** EXERCISE **
Reproduce all of the records in full, substituting "bureau" for every occurrence of "dresser" and leaving everything else unchanged.

** GIVEN DATA **
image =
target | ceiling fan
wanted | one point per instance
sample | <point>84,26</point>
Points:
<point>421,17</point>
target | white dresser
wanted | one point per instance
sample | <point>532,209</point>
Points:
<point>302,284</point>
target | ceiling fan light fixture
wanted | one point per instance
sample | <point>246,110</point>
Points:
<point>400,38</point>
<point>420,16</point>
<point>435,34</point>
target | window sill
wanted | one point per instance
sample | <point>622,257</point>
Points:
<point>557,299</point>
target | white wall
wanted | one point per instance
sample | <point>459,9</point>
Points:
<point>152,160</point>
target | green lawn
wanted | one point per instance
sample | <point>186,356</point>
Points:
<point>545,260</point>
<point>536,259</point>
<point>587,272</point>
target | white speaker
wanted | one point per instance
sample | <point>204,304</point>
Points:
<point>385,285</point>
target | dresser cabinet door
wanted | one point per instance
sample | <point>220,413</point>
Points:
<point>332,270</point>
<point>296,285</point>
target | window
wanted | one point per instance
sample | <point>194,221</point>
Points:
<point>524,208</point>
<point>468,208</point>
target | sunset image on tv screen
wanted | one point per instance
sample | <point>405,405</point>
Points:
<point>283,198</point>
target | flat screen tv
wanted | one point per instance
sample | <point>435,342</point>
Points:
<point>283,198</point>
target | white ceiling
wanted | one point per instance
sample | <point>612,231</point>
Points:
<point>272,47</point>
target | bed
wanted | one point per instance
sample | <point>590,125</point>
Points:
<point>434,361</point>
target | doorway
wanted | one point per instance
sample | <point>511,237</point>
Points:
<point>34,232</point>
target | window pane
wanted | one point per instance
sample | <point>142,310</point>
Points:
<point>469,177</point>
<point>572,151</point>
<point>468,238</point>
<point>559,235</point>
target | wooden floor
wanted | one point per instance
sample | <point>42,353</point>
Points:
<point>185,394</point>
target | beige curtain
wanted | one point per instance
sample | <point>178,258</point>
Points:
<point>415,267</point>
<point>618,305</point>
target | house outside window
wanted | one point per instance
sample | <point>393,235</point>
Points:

** RESPONSE **
image =
target | ceiling fan
wanted | one point per instance
sample | <point>84,26</point>
Points:
<point>421,17</point>
target | white bureau
wanted | one point per instance
sample | <point>532,209</point>
Points:
<point>302,284</point>
target | ceiling fan light fixture
wanted | one point per instance
sample | <point>246,110</point>
Points:
<point>400,38</point>
<point>420,16</point>
<point>435,34</point>
target | window sill
wanted | one point per instance
sample | <point>622,257</point>
Points:
<point>557,299</point>
target | white wall
wanted | one point per instance
sample | <point>459,9</point>
Points:
<point>152,160</point>
target | green lawn
wanted | one point per instance
sample | <point>186,356</point>
Points:
<point>545,260</point>
<point>536,259</point>
<point>587,272</point>
target | white speaker
wanted | one point per instance
sample | <point>204,304</point>
Points:
<point>385,285</point>
target | bureau cabinet door
wanted | one point per instance
sample | <point>220,413</point>
Points:
<point>332,270</point>
<point>296,285</point>
target | window
wanted | one point per instance
sample | <point>194,221</point>
Points:
<point>524,208</point>
<point>468,208</point>
target | sunset image on tv screen
wanted | one point per instance
sample | <point>405,405</point>
Points:
<point>283,198</point>
target | flat screen tv
wanted | one point per instance
sample | <point>435,342</point>
Points:
<point>283,198</point>
target | white ceiling
wanted | one point per instance
sample | <point>612,231</point>
Points:
<point>272,47</point>
target | bed
wanted | one point per instance
sample | <point>590,125</point>
Points:
<point>434,361</point>
target | doorway
wanted | one point per instance
sample | <point>511,237</point>
Points:
<point>34,232</point>
target | window pane
wanted | one point per instance
sample | <point>142,310</point>
Points:
<point>469,177</point>
<point>572,151</point>
<point>468,238</point>
<point>559,235</point>
target | wooden floor
wanted | one point per instance
sample | <point>42,353</point>
Points:
<point>185,394</point>
target | beige curtain
wanted | one point per instance
sample | <point>178,258</point>
Points:
<point>415,267</point>
<point>618,305</point>
target | house outside window
wanted | one point per instance
sample | <point>393,235</point>
Points:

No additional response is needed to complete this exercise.